Your objective — Gather every line in the items below that contains the word "ocean", matching case exactly.

====================

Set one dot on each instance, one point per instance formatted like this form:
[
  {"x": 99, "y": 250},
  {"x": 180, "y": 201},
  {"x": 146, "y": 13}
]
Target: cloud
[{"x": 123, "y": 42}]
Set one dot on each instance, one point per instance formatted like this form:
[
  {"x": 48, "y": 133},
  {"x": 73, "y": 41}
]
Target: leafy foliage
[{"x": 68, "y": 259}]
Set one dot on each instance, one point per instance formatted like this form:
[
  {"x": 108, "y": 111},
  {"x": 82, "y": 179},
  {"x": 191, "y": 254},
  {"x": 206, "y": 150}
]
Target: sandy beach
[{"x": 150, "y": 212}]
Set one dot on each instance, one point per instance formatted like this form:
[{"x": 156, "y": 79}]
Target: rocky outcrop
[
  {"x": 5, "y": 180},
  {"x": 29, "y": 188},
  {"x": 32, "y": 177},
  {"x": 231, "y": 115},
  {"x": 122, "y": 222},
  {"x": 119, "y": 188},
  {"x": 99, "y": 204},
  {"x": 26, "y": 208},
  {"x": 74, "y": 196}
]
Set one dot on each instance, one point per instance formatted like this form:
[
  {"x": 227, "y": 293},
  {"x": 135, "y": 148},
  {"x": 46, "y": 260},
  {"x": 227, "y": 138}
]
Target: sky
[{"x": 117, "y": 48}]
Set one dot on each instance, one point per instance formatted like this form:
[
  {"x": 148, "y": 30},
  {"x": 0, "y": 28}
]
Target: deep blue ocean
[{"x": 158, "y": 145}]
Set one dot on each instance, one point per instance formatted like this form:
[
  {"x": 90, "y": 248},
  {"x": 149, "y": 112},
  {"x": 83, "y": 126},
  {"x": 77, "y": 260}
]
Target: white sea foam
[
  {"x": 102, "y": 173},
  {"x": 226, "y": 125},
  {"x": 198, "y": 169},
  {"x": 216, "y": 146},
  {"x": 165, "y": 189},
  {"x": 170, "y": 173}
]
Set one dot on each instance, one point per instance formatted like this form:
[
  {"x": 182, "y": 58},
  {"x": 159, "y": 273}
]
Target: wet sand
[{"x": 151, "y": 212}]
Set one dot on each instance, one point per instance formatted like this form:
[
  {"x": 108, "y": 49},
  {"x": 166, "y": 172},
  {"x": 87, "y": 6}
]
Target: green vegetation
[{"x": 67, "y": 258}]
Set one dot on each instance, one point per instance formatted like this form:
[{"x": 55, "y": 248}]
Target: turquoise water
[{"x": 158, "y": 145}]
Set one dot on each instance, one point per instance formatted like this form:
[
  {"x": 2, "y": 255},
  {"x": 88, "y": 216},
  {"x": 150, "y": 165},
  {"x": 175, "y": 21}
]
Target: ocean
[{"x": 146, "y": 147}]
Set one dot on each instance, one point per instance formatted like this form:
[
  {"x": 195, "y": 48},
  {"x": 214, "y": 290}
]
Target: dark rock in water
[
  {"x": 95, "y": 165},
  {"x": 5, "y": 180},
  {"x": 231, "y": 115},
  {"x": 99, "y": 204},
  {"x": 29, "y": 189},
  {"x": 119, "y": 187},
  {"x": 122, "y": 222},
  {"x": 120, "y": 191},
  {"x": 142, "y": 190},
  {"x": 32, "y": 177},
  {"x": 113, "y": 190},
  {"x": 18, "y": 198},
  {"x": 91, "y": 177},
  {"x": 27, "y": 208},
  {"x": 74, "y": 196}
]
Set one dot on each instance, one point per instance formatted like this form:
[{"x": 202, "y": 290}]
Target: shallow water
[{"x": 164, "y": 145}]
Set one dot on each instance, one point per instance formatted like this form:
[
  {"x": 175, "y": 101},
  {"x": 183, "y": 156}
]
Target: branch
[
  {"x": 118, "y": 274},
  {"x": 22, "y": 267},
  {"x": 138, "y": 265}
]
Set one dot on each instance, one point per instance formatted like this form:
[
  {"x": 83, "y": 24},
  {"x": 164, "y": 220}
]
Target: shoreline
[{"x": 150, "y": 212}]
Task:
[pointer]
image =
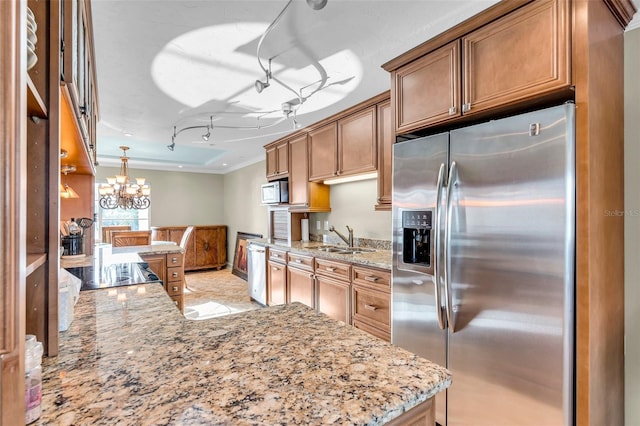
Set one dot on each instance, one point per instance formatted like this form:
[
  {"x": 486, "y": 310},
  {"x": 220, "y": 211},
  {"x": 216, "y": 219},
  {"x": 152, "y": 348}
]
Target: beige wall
[
  {"x": 353, "y": 204},
  {"x": 242, "y": 208},
  {"x": 632, "y": 226},
  {"x": 179, "y": 198}
]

====================

Final result —
Target: deep blue ocean
Target: ocean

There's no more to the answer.